- _AIM_
Pick out every line in the data below that contains the word "head", and copy each of those lines unchanged.

- _RECORDS FOR THIS TASK_
· · · · · · ·

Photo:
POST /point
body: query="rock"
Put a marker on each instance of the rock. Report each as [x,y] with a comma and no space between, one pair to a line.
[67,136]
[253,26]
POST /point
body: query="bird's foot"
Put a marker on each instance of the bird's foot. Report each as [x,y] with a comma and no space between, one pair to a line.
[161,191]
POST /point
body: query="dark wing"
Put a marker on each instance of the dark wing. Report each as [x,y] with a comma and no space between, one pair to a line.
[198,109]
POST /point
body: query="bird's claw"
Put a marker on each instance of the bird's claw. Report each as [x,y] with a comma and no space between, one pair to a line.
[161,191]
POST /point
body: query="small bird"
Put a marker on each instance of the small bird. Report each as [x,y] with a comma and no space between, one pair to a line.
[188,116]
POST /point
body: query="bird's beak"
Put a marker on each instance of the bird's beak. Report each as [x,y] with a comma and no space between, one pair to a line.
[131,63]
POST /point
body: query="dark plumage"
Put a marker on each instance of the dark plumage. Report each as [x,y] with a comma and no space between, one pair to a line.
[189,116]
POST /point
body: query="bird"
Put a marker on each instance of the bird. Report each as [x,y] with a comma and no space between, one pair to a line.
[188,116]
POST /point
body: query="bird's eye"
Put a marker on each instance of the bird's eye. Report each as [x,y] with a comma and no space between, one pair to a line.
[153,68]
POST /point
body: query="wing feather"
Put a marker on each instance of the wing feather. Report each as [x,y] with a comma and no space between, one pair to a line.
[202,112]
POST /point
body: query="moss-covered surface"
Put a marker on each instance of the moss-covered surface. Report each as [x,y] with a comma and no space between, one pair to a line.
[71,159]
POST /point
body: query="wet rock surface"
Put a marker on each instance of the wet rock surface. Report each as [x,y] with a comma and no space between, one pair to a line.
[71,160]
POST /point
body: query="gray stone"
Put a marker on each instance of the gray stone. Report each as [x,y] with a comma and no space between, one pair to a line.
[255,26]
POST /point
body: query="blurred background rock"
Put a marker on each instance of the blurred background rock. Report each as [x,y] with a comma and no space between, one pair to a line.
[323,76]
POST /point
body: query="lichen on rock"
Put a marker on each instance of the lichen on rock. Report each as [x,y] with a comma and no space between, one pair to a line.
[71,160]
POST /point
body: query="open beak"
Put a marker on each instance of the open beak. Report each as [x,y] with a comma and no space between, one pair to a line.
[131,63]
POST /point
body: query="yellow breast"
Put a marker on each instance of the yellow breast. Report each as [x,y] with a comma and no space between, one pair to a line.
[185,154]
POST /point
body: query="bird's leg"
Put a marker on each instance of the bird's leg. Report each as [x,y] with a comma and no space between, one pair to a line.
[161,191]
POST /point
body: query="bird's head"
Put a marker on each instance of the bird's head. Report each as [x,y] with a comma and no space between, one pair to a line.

· · · · · · ·

- _SOLUTION TO THIS EXERCISE_
body: query="bird's head"
Put a marker on each instance of the bird's head. Report each as [x,y] with a comma and no space between, one pair to a line.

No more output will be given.